▶ [TEXT]:

The main difference is less reliance on an extra box being up and running.

Running a tunnel via Orenosp and opening a firewall port to it means that you need an extra PC running all the time in order to access TivoWeb, however you do have the benefit of not having to run SSH server software on your Tivo and what's exposed to the outside world (Orenosp) is fairly well tested and stable.

Running an ssh server on the Tivo means having extra software in place on it, but does also mean that you don't need an extra PC running all the time in order to access TivoWeb. However when you are logged into it then as with any software the ssh server will eat up some CPU time, providing you aren't doing massive amounts of data transfer than I doubt that would be a problem though, certainly I've sat in front of Tivoweb/ssh tunnelled sessions and had recordings/play running without a problem. However, the dropbear ssh server port for the Tivo hasn't been hugely stress tested, and the kernel version that the UK TiVos run on is quite old, and so I'm not sure how well they would stand up to say a sustained SYN packet attack.

▶ [PROVIDED DATA]:
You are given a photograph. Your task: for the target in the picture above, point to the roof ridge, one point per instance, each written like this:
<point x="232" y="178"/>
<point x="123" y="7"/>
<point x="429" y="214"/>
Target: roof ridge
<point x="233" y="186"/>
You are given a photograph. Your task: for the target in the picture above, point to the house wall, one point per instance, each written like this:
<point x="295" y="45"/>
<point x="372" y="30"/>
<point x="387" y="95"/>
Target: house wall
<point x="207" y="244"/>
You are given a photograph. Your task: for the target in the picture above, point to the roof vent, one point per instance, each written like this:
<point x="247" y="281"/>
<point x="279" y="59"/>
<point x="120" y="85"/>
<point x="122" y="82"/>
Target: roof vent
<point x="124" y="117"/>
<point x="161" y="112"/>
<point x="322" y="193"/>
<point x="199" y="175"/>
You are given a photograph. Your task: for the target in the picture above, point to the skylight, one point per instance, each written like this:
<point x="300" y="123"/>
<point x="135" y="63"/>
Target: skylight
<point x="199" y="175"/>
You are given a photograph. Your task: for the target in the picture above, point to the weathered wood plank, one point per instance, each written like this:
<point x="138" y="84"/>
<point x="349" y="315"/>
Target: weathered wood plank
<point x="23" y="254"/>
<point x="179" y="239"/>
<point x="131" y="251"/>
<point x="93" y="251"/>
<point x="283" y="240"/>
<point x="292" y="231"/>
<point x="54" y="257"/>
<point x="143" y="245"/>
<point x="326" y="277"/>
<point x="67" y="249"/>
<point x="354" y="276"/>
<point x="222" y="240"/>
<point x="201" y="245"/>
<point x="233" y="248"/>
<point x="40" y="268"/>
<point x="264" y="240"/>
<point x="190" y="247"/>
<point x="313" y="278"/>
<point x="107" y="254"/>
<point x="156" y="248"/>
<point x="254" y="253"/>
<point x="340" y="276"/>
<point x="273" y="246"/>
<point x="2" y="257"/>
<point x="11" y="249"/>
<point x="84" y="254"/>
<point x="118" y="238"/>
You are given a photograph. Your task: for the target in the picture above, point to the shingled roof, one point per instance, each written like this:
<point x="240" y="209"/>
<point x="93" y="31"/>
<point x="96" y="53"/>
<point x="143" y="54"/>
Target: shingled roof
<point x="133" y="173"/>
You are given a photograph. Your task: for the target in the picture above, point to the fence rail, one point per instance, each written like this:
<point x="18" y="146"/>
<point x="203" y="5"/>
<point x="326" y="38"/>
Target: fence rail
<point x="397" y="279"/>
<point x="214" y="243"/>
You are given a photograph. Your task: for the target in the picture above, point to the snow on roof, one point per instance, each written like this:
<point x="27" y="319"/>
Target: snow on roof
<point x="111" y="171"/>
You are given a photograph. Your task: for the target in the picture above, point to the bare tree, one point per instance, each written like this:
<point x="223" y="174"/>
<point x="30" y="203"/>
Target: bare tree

▶ [INSTRUCTIONS]:
1. Repeat the passage on reaching TivoWeb remotely from "The main difference" to "tested and stable.".
2. Go on with the discussion of SSH access to a Tivo from the point where it stops.

▶ [ANSWERS IN ORDER]:
1.
The main difference is less reliance on an extra box being up and running.

Running a tunnel via Orenosp and opening a firewall port to it means that you need an extra PC running all the time in order to access TivoWeb, however you do have the benefit of not having to run SSH server software on your Tivo and what's exposed to the outside world (Orenosp) is fairly well tested and stable.

2.
----------



## Fozzie (Sep 3, 2001)

Am I right in saying that you need to have a specific client installed on the remote device, such as Putty? This would be a major drawback for me if it is, as I often access Tivoweb from my Smartphone.


----------



## tefster (Mar 15, 2004)

Putty does SSH but there are SSH clients available for almost all platforms, I've SSH'd into my TiVo from my P900 phone, via the web (Java SSH client applet), etc.

For tunneling, it can be a bit more restrictive as not all clients will set up tunnels,
but there are certainly Java clients which do and so which should run on most
smartphones, and I've used native binary ports of PuTTY on Symbian smartphones


----------



## Fozzie (Sep 3, 2001)

Guess I'll have to do some digging to see if there's a cleint for the _proper_ Smartphones (with a capital 'S') i.e. Windows Mobile 2003SE/5


----------



## Fozzie (Sep 3, 2001)

tefster said:


> There's an instruction guide within the README in the tarball here,
> give it a whirl and let me know how you get on, a couple of
> people have downloaded it but the only person so far whom I've
> heard feedback from was one of the OzTivo guys who couldn't
> ...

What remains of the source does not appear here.